> _EXERCISE AIM_
Keep writing the article on RRIFs, picking up right after its last sentence.

> _STUDY TEXT_
---

3 concepts for understanding RRIFs

August 24, 2023

You’ve been saving during your working years, and now it’s time to think about how you can maximize your retirement income. Whether you’re converting your registered retirement savings plan (RRSP) into a registered retirement income fund (RRIF), withdrawing from your RRIF or updating your investment strategies, you’re going to want to know more about the whole process.

Why should you use a RRIF as a retirement income vehicle? It’s a simple and flexible solution! You don’t have to choose a fixed withdrawal amount and stick with it. You can decide how much you want to withdraw based on your goals, your withdrawal strategies and your changing needs—as long as you make the minimum required withdrawal each year.

1. Conver­sion

Retirement is generally when you should start thinking about converting your RRSP to a RRIF. To help you, here are some things you should know:

  • You can convert your RRSP whenever you want—even before you retire. But you must convert it by no later than the end of the year in which you turn 71. That’s when it’s time to stop contributing to your RRSP and start drawing retirement income from a RRIF.
  • If you’ve already converted your RRSP into a RRIF but your needs have changed, you could convert it back to an RRSP so that you won’t have to make the minimum annual withdrawal each year (see Withdrawals below for more details on the required annual withdrawal). But you can only do this until you turn 71.
  • You can convert your RRSP to a RRIF and keep your existing investments if they’re still in line with your investment strategy. It’s a simple plan conversion that doesn’t involve selling your investments.

---

> _AVAILABLE DATA_
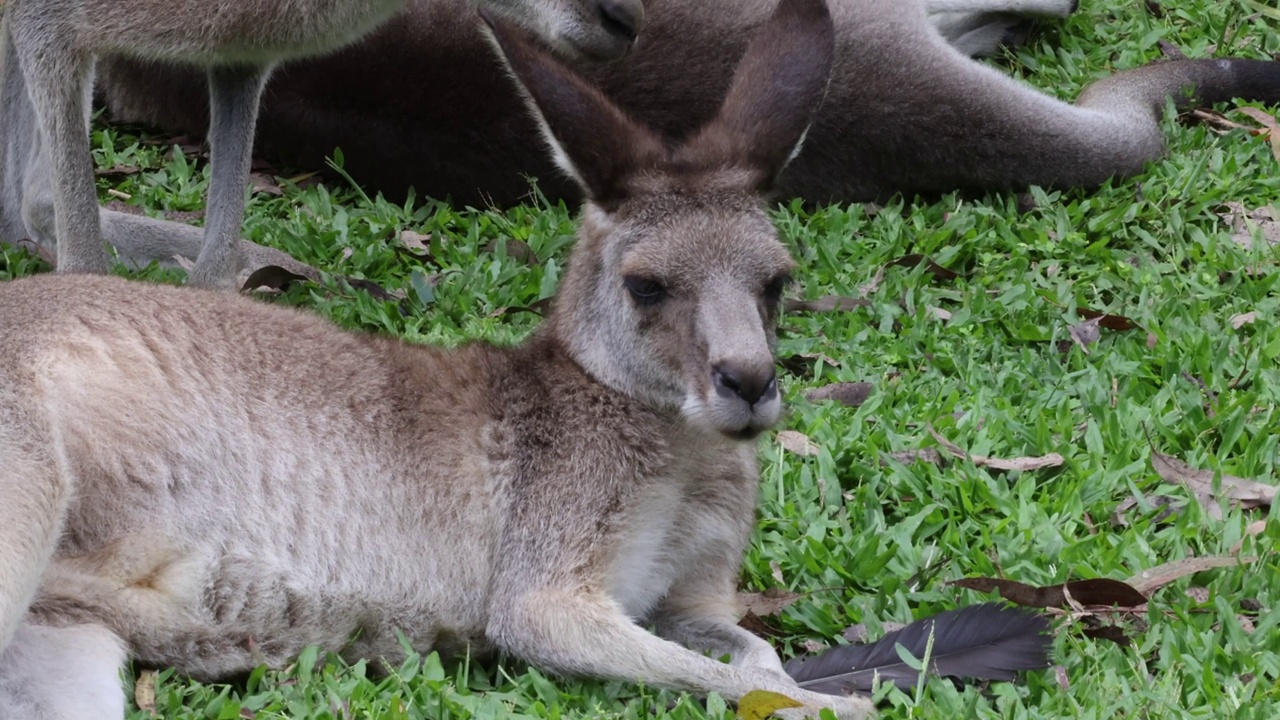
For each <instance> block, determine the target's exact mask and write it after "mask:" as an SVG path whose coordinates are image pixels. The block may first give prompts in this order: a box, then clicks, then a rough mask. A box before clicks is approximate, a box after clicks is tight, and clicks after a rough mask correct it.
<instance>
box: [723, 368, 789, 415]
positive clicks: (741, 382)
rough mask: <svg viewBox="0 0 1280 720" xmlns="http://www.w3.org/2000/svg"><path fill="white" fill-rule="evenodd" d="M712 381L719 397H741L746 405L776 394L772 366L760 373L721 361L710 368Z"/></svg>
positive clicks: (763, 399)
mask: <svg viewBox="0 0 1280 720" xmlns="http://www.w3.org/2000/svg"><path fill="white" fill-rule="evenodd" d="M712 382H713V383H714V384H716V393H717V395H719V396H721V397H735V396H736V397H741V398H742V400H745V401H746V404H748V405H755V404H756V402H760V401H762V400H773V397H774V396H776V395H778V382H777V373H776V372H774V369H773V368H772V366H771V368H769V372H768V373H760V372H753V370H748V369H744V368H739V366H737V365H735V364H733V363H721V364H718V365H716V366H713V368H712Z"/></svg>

---

> _RESULT_
  • If you need to withdraw money regularly and not only occasionally, you should convert your RRSP before you turn 71. Otherwise, you can stick to making RRSP withdrawals so that you don’t have to make the required minimum withdrawal from your RRIF each year.
  • If you’re over 65 and aren’t receiving a pension from an employer, you could include RRIF withdrawals in your retirement income strategy so you can claim the federal and provincial pension income tax credits.

2. With­drawals

Your age, your portfolio value and how much income you need will affect your RRIF withdrawal amount and payout strategy. Here’s what you need to know:

  • You can withdraw the annual amount as a lump-sum payment or as regular payments.
  • You can withdraw all the funds from your RRIF in a single year. But remember that you’ll need to pay tax, because the money you withdraw will be added to your taxable income the year you take it out.
  • Your annual minimum withdrawal percentage gradually increases with age. For example, at age 71, you’ll have to withdraw 5.28% of your portfolio’s value; at age 82, it’s 7.38%.
  • The minimum withdrawal amount will be calculated based on your portfolio’s value on January 1 and the payout percentage for your age.
  • These rules apply to all of your RRIFs, if you have more than one.


  • If your RRIF isn’t your main source of income, it’s best to wait until the end of the year to make the required minimum withdrawal. That gives you a few more months to accumulate non-taxable earnings.
  • If you want to withdraw less than the minimum amount for your age and your spouse is younger than you, you can use their age to calculate the minimum amount you’re required to withdraw. Since the rate goes up with age, the taxable withdrawal amount will be lower.


At the time of conversion, you can indicate your spouse’s age (64) on the form instead of your age (71).

That means you’ll be required to withdraw 3.85% of your RRIF balance instead of 5.28% for the year. The required withdrawal percentage will increase each year based on the age of the younger spouse. Your retirement savings will last longer, and you can defer tax on this income.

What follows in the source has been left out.